_Passage to read_
Cut off from the rest of Mali by insecurity, the historic city of 333 saints is enduring an unprecedented ordeal. Without electricity or running water due to a fuel shortage, Timbuktu exposes the logistical and security failure that first punishes civilians.

In Timbuktu, temperatures easily exceed 40 degrees Celsius in the shade. Yet for days, no fan has turned, no fridge works, and taps remain dry. The local thermal plant, run by state utility Énergie du Mali (EDM-SA), is completely shut down. Without fuel for its generators, the entire city is plunged into technological darkness, dragging down the Malian Water Management Company (Somagep) with it.

This is no longer just an infrastructure crisis; it is an invisible blockade paralyzing tens of thousands of residents.

The logistical blockade: when fuel becomes a weapon

While Bamako suffers chronic load-shedding, Timbuktu faces a double penalty: its geographic and security situation. The current crisis is a direct result of a fuel shortage that has stretched for over a month.

  • JNIM embargo: For months, jihadist groups from the Group for the Support of Islam and Muslims have imposed a suffocating blockade on main roads leading north. Fuel tankers that usually supply the city are targeted, blocked, or escorted in limited numbers.
  • Exorbitant cost of alternative systems: Deprived of regular supply routes, the city relies on informal channels or slow, rare military convoys. The black-market price of fuel has skyrocketed, making it impossible for small businesses or private generators to function.

The immediate health impact: without electricity, the cold chain is broken, threatening the preservation of scarce food and medicine. At Timbuktu Regional Hospital, the situation is near catastrophic, forcing staff to prioritize life-saving emergencies under the light of mobile phones or backup solar installations still insufficient to cover the entire facility.

_Work item A_
Set down the section of the passage on Timbuktu's fuel crisis that begins at the words "The logistical blockade: when" and stops after the words "in limited numbers.".
_Work item B_
According to the passage on Timbuktu's fuel crisis, which state utility runs the city's local thermal plant?
The entries that follow were drawn from a separate source.

_Referring expression data_
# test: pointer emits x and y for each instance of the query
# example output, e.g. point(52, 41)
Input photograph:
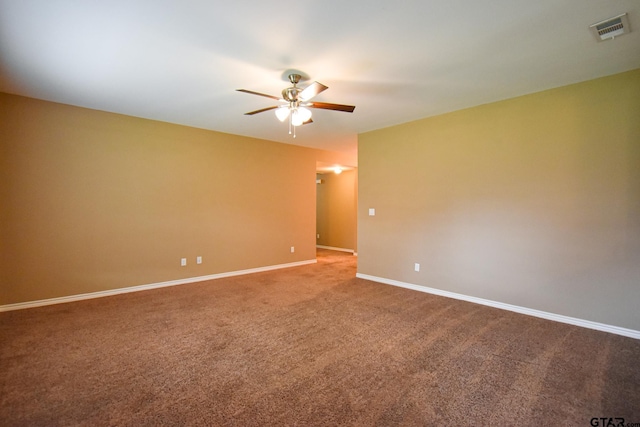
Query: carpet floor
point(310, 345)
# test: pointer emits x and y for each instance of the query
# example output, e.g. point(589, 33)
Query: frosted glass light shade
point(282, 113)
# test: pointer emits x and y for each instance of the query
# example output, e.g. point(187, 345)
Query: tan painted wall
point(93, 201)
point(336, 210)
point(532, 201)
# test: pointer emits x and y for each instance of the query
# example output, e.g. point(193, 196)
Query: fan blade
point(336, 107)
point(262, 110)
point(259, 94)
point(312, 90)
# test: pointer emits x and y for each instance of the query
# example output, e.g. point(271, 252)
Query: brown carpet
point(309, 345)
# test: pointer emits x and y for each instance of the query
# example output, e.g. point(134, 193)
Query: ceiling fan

--

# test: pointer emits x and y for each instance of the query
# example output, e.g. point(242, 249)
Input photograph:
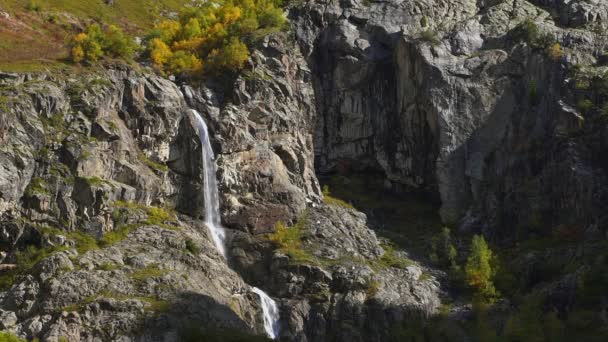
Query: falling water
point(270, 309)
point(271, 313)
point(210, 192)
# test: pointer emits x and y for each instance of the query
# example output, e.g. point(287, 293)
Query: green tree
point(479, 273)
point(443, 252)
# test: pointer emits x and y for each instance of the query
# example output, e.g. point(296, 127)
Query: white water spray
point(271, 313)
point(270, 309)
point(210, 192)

_Written reply A_
The logistical blockade: when fuel becomes a weapon

While Bamako suffers chronic load-shedding, Timbuktu faces a double penalty: its geographic and security situation. The current crisis is a direct result of a fuel shortage that has stretched for over a month.

  • JNIM embargo: For months, jihadist groups from the Group for the Support of Islam and Muslims have imposed a suffocating blockade on main roads leading north. Fuel tankers that usually supply the city are targeted, blocked, or escorted in limited numbers.

_Written reply B_
Énergie du Mali (EDM-SA)